▼▼▼
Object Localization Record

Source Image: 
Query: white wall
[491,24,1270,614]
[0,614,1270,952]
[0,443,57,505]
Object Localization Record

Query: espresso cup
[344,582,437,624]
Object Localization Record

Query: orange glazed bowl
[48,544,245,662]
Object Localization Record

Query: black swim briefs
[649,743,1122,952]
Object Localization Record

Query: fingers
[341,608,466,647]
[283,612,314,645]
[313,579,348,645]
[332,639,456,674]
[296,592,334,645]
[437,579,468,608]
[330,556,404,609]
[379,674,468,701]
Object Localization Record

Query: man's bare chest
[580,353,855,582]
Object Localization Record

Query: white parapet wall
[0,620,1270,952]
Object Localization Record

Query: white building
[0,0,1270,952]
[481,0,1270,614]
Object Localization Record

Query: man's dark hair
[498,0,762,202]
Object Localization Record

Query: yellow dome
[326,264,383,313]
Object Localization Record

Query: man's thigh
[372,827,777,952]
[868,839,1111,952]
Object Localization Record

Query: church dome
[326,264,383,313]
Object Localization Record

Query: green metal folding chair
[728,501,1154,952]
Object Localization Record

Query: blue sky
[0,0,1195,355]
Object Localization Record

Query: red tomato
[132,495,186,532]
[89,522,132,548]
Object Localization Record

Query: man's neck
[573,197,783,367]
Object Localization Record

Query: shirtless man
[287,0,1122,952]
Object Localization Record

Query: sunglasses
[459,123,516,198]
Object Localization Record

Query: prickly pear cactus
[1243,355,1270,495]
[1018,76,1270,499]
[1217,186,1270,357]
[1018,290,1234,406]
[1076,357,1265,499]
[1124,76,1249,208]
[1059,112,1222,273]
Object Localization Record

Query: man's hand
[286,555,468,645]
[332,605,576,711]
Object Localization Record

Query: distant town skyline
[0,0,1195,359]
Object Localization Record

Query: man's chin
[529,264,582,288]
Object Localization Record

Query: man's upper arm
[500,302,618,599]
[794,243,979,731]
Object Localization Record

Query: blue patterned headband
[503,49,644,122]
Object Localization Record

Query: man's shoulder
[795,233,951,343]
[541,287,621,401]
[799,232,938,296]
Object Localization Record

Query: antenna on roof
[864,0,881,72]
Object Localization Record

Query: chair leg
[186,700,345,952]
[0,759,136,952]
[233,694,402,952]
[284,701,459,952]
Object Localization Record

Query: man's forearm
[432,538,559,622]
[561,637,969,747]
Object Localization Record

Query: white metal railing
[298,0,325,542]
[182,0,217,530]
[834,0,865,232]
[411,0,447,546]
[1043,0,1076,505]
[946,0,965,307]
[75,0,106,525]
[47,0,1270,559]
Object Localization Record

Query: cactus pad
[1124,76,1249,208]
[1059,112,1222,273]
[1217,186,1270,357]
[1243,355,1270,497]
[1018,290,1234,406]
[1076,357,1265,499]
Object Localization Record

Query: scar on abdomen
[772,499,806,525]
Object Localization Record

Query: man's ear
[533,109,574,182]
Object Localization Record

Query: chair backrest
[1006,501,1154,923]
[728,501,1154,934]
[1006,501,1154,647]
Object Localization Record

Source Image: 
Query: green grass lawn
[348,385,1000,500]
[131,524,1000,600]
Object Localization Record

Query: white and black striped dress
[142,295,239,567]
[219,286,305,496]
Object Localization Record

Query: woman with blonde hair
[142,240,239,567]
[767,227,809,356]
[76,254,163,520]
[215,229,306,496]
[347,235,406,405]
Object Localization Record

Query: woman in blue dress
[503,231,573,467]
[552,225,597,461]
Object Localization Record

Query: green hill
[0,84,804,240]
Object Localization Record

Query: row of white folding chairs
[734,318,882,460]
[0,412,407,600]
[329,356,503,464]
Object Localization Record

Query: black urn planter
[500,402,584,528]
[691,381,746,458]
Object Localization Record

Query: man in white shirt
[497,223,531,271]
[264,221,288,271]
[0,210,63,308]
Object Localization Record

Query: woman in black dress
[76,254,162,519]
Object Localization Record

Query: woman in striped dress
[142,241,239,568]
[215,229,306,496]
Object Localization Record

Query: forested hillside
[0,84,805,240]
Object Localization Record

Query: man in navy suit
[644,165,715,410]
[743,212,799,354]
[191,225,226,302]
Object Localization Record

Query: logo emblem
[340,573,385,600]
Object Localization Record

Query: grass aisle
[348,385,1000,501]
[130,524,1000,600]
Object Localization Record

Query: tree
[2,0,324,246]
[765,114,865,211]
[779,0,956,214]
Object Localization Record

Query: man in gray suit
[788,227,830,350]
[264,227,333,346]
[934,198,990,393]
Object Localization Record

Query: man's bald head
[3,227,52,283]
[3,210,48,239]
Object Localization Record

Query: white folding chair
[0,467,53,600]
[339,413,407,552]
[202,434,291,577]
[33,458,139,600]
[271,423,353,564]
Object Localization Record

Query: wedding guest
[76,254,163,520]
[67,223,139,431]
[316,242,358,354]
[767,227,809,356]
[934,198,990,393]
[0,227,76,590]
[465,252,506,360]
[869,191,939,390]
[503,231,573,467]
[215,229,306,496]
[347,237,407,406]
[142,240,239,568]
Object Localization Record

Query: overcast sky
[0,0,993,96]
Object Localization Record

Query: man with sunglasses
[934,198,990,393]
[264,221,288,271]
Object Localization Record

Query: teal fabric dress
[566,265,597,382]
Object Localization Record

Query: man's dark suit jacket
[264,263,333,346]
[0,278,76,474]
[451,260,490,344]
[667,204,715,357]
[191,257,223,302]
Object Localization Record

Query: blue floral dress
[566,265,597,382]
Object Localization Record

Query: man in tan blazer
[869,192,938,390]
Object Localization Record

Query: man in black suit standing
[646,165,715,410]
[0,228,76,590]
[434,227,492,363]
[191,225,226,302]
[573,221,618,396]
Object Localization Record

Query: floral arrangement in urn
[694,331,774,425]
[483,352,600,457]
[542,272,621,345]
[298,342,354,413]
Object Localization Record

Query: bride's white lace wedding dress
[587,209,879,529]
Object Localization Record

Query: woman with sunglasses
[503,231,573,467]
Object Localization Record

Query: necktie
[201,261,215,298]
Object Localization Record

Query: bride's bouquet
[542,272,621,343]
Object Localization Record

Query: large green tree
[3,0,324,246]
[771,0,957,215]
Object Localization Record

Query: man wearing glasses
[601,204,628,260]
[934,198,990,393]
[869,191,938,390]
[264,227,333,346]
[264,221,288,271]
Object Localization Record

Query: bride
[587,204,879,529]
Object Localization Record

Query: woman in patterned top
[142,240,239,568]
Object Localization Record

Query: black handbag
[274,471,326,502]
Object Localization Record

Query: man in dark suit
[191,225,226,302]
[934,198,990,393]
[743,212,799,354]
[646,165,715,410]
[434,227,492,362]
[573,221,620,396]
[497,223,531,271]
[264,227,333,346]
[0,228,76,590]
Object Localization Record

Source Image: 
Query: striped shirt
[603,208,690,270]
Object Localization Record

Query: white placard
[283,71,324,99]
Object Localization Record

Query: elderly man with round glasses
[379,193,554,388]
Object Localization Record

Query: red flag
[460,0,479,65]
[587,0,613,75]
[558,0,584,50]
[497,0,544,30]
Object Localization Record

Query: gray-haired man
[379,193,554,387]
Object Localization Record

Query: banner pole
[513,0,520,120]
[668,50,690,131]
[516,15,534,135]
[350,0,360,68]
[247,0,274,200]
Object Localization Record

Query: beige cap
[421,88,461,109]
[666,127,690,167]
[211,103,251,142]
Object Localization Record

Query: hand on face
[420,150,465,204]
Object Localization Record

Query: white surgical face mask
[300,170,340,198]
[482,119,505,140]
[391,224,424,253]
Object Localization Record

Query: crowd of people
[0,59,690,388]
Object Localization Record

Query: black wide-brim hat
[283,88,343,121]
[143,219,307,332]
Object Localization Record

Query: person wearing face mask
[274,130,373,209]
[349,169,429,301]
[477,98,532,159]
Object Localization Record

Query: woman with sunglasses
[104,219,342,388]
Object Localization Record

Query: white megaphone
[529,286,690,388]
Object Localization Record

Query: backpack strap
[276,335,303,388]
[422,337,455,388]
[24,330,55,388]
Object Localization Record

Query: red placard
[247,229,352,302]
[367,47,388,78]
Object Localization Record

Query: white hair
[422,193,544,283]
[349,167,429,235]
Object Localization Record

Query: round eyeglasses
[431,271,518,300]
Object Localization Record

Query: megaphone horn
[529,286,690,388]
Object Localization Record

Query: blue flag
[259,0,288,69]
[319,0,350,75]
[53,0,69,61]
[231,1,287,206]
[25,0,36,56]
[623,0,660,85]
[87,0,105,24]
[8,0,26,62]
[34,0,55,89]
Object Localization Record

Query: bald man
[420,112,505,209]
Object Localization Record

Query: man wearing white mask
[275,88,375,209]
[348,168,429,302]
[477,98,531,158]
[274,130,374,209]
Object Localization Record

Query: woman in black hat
▲▲▲
Copy out, in full, each line of the entries above that contains the string "mask".

Query: white surgical face mask
Query: person wearing face mask
Query: man wearing white mask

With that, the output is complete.